## The input
☆ ☆ ☆ ☆ ☆

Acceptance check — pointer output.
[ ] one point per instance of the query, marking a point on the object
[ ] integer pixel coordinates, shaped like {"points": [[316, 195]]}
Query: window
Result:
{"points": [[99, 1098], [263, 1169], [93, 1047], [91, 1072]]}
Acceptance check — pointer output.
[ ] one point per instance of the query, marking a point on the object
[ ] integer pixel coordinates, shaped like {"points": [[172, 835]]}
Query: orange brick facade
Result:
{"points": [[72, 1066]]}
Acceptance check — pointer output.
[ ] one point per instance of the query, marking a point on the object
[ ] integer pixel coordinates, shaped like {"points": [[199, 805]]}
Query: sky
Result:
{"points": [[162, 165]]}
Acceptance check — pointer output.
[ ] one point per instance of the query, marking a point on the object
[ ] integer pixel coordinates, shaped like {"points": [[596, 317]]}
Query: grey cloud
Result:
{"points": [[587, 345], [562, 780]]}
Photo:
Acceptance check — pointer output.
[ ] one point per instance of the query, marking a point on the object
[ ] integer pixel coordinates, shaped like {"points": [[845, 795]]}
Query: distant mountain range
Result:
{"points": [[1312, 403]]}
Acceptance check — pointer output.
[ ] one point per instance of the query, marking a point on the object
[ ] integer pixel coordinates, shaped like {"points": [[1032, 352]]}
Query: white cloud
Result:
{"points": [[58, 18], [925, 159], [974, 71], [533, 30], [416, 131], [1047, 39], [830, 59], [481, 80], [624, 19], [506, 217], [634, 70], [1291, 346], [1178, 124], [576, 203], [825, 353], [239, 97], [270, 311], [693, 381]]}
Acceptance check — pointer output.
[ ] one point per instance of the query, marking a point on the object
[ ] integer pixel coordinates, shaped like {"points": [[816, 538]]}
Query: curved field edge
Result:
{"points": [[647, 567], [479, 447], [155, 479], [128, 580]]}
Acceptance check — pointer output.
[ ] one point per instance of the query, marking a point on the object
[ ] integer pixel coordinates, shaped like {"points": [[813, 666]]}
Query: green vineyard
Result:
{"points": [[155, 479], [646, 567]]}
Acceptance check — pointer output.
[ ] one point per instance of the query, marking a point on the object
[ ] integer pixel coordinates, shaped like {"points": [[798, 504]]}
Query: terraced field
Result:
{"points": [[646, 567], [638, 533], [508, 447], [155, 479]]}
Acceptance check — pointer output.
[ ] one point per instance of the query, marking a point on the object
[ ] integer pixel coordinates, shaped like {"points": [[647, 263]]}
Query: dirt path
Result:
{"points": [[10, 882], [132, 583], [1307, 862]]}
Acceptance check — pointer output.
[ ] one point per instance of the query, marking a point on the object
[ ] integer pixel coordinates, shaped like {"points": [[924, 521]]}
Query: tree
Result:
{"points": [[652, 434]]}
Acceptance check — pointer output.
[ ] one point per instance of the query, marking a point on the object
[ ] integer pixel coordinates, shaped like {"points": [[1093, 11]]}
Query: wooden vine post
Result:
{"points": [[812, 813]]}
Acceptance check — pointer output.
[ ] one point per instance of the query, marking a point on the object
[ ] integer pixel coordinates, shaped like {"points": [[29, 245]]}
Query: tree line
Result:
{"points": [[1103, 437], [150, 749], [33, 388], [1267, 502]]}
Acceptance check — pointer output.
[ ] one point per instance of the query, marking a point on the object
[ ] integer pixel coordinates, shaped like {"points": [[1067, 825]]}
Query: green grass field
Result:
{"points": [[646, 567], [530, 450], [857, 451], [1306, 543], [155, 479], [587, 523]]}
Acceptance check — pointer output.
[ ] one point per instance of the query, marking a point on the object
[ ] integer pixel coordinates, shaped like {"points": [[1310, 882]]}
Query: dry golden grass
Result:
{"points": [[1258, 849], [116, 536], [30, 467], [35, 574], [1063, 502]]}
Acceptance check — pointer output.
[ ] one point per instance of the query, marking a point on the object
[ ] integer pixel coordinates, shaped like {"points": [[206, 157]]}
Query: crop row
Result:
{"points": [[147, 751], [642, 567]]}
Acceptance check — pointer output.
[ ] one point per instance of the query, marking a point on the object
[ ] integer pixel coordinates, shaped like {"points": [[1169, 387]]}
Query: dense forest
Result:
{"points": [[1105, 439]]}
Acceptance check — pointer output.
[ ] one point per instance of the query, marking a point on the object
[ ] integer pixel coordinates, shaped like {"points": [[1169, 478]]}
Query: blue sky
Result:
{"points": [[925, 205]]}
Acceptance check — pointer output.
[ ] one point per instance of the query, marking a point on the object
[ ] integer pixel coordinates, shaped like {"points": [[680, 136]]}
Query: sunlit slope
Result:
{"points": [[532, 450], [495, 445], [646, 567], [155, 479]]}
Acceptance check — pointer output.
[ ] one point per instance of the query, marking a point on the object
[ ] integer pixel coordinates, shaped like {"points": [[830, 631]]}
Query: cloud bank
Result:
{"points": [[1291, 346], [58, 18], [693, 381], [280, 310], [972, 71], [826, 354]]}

☆ ☆ ☆ ☆ ☆

## Exercise goal
Count the lines in the records above that contain the string "cloud", and reply with the number alone.

## Task result
3